INSTRUCTIONS FOR THE TASK = As the answer, set down the lines below from the one containing "each like [464,188]." through the one containing "each like [568,343].", exactly and inclusively, and no others.
DATA TO PROCESS Block Start
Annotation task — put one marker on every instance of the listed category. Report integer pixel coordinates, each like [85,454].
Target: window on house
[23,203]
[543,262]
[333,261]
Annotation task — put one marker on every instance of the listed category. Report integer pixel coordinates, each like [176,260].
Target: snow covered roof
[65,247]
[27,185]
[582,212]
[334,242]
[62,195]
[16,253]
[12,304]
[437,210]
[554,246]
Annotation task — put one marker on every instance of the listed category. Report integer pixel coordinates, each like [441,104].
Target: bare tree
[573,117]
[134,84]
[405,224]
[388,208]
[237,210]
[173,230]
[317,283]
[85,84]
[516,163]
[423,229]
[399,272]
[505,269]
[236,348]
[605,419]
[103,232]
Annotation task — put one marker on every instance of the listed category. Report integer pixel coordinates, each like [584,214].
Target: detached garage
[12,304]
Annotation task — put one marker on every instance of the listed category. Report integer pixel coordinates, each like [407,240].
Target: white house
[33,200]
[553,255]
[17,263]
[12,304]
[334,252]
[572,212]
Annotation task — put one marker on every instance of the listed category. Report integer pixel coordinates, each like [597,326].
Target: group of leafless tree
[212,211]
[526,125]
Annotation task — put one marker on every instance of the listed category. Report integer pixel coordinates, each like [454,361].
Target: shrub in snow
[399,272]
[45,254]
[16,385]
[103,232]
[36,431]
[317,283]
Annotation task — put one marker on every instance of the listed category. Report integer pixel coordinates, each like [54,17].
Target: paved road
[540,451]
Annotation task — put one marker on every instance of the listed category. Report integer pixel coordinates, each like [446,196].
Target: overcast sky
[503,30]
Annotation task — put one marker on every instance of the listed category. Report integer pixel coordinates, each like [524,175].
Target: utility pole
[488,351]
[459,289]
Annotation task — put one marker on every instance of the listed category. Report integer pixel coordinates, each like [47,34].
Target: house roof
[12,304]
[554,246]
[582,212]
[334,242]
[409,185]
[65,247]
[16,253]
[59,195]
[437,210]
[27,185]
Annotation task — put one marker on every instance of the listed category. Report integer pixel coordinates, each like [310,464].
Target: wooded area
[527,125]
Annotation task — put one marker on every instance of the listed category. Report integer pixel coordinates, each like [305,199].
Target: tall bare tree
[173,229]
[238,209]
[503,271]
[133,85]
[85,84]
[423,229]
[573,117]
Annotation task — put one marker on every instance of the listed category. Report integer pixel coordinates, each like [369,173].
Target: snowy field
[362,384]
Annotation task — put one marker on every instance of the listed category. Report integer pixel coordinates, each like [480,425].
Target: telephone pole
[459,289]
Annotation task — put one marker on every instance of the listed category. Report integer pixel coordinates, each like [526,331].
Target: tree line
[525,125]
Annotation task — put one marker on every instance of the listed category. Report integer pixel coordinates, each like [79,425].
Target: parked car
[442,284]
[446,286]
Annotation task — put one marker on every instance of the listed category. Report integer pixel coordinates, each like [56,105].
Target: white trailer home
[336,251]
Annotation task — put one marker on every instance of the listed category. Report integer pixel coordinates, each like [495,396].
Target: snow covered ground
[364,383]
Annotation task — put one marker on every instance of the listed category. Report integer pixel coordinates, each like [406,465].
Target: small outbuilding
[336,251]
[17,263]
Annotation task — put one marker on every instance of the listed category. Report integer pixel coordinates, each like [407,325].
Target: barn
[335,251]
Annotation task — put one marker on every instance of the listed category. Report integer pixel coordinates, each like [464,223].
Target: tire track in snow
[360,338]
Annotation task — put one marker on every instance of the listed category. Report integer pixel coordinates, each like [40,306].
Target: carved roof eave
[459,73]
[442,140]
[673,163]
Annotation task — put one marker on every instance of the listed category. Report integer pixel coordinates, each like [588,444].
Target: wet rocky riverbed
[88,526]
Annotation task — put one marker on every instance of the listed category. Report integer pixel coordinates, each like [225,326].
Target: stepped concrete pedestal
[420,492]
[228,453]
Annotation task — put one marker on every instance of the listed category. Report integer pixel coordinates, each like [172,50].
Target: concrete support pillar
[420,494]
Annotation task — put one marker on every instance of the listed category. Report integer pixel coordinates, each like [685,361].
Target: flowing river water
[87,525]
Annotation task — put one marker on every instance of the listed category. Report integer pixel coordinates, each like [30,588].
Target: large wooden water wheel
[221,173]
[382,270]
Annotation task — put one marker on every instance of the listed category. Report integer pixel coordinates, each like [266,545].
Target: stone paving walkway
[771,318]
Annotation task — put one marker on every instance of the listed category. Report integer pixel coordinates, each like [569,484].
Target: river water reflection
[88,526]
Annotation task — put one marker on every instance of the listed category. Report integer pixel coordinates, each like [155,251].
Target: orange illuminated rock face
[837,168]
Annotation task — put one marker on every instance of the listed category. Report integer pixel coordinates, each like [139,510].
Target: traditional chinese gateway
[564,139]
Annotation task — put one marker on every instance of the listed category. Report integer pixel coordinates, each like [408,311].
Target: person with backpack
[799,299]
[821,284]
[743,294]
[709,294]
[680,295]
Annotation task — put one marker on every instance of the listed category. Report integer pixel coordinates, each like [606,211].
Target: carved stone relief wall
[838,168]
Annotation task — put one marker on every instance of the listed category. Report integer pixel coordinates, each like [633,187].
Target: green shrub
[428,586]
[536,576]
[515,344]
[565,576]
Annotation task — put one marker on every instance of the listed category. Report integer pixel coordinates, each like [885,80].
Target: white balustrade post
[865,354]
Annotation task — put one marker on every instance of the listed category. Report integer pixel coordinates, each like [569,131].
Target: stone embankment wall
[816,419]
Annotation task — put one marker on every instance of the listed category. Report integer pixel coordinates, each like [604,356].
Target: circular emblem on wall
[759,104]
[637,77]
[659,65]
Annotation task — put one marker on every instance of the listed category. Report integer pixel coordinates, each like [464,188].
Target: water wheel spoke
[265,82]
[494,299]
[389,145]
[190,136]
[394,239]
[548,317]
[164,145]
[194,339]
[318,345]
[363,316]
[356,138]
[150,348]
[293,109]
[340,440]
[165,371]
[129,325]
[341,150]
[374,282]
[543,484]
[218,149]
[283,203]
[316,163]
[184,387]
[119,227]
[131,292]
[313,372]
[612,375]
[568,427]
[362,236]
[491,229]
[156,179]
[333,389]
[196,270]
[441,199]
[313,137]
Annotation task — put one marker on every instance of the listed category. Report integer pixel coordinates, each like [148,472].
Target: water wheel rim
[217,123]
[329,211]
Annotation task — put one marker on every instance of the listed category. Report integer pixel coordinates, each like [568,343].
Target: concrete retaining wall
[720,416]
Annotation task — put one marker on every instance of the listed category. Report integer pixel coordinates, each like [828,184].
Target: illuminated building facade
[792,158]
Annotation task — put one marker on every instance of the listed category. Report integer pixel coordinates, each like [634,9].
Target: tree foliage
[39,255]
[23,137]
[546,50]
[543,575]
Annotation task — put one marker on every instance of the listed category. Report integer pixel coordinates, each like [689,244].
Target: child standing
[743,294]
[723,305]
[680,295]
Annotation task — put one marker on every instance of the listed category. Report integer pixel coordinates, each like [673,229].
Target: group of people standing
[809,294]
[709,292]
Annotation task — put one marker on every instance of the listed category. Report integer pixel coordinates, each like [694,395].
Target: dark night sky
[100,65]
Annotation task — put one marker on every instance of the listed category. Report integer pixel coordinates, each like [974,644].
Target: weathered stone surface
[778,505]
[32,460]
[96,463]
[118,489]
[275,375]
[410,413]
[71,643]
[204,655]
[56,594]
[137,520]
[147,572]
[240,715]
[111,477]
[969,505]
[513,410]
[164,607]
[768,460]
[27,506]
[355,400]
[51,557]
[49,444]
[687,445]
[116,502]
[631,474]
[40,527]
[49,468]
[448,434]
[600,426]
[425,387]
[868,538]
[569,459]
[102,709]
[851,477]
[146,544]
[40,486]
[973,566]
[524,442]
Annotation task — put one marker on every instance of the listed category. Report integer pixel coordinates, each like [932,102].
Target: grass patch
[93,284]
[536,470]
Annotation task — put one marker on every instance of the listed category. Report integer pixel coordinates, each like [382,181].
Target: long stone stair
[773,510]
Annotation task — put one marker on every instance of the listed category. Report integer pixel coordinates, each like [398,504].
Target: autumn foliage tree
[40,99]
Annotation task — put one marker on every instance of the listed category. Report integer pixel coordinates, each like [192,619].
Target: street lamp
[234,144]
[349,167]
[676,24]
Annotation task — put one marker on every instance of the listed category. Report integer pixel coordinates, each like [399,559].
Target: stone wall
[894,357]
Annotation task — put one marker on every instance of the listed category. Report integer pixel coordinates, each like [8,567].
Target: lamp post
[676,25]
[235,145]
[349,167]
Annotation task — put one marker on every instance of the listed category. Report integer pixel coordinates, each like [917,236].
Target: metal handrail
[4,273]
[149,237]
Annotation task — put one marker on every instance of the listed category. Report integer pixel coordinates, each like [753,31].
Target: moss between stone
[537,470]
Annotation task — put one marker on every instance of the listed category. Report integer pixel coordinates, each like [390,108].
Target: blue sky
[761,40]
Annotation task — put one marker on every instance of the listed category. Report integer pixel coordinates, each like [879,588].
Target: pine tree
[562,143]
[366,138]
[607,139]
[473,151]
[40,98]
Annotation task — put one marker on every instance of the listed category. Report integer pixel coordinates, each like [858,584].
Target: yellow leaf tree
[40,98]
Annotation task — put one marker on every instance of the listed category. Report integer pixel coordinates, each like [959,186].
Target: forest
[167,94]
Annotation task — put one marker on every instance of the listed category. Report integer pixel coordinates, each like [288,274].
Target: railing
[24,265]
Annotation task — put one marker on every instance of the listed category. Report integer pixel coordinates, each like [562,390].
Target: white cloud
DATA TO PROCESS Block End
RESPONSE =
Annotation task — put one marker on every instance of the listed category. Report integer pixel coordinates, each like [464,188].
Target: water wheel spoke
[265,82]
[494,299]
[389,145]
[190,136]
[394,239]
[548,317]
[164,145]
[194,339]
[318,345]
[363,316]
[356,138]
[150,348]
[293,109]
[340,440]
[165,371]
[129,325]
[341,150]
[374,282]
[543,484]
[218,149]
[283,203]
[316,163]
[184,387]
[119,227]
[131,292]
[313,372]
[612,375]
[568,427]
[362,236]
[491,229]
[156,179]
[333,389]
[196,270]
[441,199]
[313,137]
Annotation task — put one marker on every instance of the listed category. Report integer pixel coordinates, each like [148,472].
Target: water wheel rim
[217,123]
[329,211]
Annotation task — put one marker on every instance of the listed category. Report integer pixel coordinates, each like [568,343].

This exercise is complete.